### WHAT YOU SHOULD DO:
Filter the records below, keeping every line that contains the word "sunflower", and copy each of those lines unchanged.

### MATERIAL PROVIDED:
——

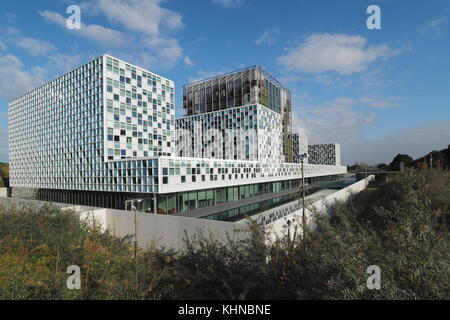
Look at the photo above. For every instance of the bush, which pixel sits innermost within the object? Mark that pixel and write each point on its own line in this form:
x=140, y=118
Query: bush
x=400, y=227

——

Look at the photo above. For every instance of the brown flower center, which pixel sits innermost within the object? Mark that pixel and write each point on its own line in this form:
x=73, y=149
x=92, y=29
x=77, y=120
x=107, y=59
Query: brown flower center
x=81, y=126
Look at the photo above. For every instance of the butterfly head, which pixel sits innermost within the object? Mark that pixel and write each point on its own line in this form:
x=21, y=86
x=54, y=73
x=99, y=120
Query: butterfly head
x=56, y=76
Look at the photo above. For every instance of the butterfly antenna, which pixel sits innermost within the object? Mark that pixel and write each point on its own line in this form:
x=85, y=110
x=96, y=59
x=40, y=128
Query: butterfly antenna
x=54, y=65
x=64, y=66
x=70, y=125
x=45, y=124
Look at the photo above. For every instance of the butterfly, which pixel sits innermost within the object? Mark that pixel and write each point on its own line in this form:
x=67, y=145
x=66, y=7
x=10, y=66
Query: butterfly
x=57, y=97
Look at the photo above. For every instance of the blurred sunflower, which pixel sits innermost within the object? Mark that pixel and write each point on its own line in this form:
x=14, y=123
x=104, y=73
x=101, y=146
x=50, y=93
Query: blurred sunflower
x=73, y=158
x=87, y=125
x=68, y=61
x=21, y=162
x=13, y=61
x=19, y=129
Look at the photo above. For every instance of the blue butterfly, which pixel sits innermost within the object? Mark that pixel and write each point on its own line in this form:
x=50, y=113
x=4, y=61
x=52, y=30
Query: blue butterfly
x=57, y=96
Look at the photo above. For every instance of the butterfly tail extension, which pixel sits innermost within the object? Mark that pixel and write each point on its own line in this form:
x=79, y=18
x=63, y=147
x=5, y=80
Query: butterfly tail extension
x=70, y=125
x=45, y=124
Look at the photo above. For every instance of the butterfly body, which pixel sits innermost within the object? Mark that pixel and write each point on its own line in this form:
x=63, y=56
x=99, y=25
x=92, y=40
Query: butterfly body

——

### EXPECTED ANSWER:
Look at the photo above. For every instance of the blurred sunflower, which pixel sits innermost within the object? Mark that pixel and write each point on its own line in this form:
Query: blurred sunflower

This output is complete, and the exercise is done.